[Entries from a pointing dataset]
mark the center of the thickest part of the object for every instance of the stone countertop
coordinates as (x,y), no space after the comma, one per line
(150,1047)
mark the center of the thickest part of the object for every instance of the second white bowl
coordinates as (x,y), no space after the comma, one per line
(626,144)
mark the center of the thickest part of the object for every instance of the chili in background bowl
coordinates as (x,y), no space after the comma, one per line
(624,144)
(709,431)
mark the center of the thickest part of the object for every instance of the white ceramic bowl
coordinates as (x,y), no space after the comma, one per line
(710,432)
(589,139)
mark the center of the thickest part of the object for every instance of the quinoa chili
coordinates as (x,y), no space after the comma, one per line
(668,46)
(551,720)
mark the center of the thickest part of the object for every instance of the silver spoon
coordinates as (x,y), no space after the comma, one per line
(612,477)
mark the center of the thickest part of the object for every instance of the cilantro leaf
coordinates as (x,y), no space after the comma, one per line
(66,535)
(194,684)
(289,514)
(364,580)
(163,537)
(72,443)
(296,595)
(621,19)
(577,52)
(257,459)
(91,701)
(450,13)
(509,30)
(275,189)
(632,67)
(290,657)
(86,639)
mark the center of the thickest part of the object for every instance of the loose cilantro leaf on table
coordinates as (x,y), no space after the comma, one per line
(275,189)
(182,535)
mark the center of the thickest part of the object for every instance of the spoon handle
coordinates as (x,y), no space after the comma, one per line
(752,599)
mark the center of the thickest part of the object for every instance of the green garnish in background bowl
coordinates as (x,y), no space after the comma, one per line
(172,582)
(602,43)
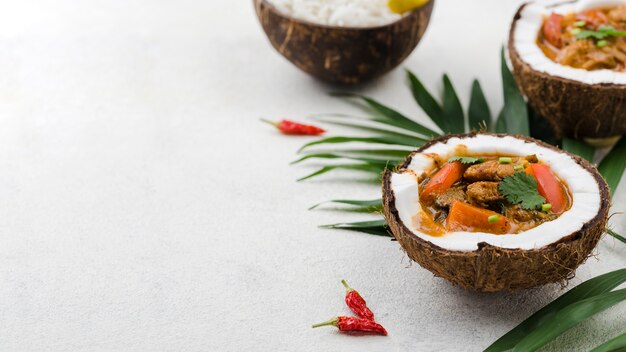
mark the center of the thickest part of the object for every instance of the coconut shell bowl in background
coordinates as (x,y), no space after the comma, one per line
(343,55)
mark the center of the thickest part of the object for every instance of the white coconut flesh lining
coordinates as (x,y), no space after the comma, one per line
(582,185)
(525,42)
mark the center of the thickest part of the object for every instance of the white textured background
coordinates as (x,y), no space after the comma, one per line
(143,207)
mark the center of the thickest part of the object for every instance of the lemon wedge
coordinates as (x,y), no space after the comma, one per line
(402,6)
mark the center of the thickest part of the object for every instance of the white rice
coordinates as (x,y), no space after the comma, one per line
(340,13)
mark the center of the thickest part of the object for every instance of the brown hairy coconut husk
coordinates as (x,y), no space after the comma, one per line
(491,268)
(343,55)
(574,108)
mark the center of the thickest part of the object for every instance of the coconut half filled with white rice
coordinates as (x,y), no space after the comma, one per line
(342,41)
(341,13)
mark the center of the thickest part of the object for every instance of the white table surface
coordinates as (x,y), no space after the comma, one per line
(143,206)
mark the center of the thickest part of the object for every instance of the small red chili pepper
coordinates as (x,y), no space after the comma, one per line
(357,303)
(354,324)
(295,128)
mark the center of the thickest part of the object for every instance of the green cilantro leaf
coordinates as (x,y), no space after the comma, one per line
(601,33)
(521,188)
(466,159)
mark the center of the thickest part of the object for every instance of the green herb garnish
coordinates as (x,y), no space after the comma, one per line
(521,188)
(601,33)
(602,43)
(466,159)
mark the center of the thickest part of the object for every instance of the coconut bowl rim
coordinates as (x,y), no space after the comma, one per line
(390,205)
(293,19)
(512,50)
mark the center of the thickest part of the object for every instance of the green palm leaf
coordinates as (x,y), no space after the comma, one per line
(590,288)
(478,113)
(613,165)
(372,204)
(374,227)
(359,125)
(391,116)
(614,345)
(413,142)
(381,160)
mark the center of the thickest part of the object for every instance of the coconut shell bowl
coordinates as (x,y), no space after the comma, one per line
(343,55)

...

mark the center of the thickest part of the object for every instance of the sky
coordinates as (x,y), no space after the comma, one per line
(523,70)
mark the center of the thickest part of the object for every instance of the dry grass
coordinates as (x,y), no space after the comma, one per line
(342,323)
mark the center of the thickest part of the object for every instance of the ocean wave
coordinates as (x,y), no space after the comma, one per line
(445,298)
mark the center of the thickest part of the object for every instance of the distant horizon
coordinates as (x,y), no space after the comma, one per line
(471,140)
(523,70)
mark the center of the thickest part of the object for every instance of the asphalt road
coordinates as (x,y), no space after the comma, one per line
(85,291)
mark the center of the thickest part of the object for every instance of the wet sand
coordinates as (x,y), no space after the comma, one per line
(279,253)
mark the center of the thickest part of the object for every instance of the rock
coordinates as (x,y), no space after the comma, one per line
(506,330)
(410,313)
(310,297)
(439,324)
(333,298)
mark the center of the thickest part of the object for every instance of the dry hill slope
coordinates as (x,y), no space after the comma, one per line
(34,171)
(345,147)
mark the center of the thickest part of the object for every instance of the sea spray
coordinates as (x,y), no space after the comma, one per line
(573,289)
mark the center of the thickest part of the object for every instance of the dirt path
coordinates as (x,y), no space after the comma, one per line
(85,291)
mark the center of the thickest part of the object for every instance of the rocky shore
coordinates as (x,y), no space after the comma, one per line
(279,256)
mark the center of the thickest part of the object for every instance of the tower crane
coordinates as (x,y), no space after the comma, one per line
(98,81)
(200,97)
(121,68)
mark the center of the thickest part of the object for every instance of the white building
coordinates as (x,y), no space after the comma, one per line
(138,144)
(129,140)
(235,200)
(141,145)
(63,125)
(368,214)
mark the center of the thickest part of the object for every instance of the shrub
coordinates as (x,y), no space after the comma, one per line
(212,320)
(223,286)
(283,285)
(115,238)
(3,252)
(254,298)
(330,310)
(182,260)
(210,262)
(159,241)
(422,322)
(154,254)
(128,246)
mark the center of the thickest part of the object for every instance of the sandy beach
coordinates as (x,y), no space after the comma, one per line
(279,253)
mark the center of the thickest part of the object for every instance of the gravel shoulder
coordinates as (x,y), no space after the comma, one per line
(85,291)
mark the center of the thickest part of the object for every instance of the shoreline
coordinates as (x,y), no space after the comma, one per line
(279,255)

==

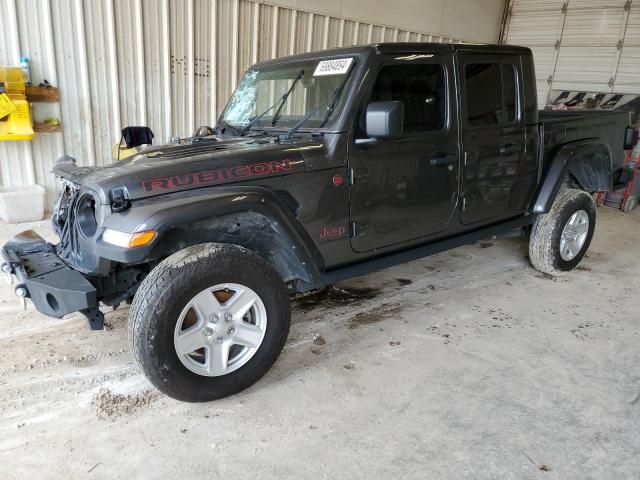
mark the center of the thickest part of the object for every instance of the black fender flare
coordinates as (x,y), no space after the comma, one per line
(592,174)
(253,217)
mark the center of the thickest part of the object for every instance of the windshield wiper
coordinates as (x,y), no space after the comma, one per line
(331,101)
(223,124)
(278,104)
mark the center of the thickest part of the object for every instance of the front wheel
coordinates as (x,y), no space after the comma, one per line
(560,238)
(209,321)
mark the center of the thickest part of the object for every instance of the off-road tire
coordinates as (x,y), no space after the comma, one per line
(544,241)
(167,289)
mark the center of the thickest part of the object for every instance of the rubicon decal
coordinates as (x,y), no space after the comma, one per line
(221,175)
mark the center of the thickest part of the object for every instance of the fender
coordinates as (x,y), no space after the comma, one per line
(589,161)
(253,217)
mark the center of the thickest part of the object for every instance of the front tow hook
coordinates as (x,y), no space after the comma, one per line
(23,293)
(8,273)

**Written instruction**
Identify every line in the records above that contains the word "white" and copy each such line out in full.

**Written response**
mark the center of the thickest part of the object for every instance of the second white bowl
mark the center of the thickest part of the object for every instance of the white ceramic bowl
mark the center of the thickest part of the object for every instance of the white coconut flesh lining
mark the center of the thickest part of the object for every instance of the white textured background
mark the center of the thickest part of the object for every instance of the white rice
mark the center of the thickest part of the object for every instance of the coconut half filled with white rice
mark the center of the thickest part of the object for every instance of the white table surface
mark the center of the thickest part of the object for every instance of the white building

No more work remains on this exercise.